▶ PROMPT
Produce an exact copy of the lines from the line containing "Query: man with shaved head" through the last line of the entries below, and only those lines.
━━━━━ DATASET RECORDS ━━━━━
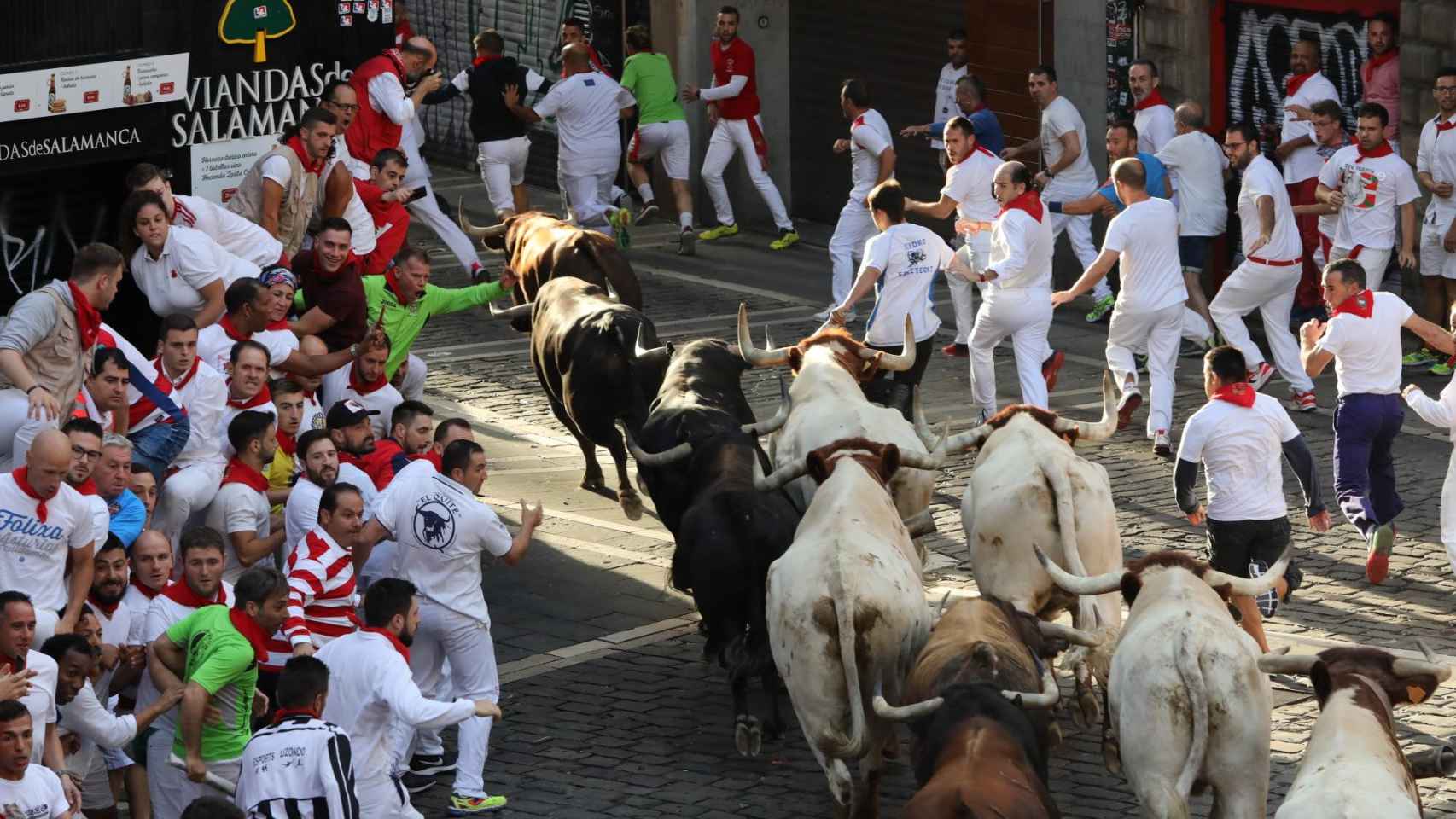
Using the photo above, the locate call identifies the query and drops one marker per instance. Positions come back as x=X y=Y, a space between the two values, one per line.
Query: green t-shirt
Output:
x=649 y=78
x=222 y=660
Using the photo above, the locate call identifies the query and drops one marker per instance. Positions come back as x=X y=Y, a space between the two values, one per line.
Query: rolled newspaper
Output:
x=210 y=777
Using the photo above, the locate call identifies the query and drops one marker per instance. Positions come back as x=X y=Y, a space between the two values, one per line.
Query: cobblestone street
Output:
x=610 y=709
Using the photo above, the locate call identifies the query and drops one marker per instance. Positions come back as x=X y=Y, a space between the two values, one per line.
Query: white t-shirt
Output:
x=1375 y=188
x=1243 y=453
x=37 y=796
x=1197 y=163
x=868 y=137
x=907 y=256
x=1146 y=237
x=1303 y=162
x=1367 y=351
x=585 y=108
x=236 y=235
x=1262 y=179
x=237 y=508
x=32 y=553
x=1078 y=177
x=441 y=531
x=1437 y=158
x=946 y=105
x=969 y=182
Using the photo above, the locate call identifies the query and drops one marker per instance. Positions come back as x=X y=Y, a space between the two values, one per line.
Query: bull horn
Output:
x=1049 y=695
x=896 y=363
x=1074 y=636
x=771 y=357
x=492 y=231
x=1084 y=587
x=655 y=458
x=906 y=713
x=1243 y=587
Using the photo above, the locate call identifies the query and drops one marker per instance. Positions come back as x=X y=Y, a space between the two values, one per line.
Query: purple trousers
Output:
x=1366 y=427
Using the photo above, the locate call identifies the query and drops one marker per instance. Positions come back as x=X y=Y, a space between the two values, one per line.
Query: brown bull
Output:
x=540 y=247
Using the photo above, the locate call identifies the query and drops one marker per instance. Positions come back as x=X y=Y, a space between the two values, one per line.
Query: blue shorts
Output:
x=1193 y=251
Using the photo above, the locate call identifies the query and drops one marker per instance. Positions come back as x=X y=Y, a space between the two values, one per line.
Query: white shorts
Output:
x=1435 y=259
x=666 y=140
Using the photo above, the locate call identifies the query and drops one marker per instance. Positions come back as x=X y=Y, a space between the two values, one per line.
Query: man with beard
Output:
x=373 y=691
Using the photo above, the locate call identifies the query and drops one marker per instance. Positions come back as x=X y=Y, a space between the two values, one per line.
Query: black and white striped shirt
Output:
x=299 y=769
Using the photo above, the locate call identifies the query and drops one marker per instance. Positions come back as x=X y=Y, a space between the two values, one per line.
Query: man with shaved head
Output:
x=49 y=524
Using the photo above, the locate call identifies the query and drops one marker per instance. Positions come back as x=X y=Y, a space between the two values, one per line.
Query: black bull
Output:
x=698 y=451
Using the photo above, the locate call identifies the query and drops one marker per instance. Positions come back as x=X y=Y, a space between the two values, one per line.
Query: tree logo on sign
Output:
x=253 y=22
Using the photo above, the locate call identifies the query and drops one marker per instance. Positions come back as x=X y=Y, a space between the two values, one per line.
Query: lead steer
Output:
x=540 y=247
x=847 y=614
x=727 y=531
x=1185 y=697
x=1353 y=765
x=829 y=404
x=587 y=360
━━━━━
▶ EXPECTED ANSWER
Query: man with shaved head
Output:
x=49 y=524
Using the photo above, the locate call identifies the query and drops one marker per instance. Positions come back as x=X y=Y, a space between the two values, one per line.
Query: black bull
Output:
x=698 y=451
Using the photo above, the locate call identifies the query and drops one marker per instance. Positions come back as x=X y=Y, a space between the two values, one per line.
Query: tree logo on sign
Output:
x=253 y=22
Using the photo above, the locate call identifies the query and drops one marker per instance. Positions come back as x=X y=Y, a space between the two values, one per line.
Query: lead steer
Output:
x=540 y=247
x=847 y=614
x=727 y=531
x=1185 y=697
x=1353 y=765
x=829 y=404
x=587 y=360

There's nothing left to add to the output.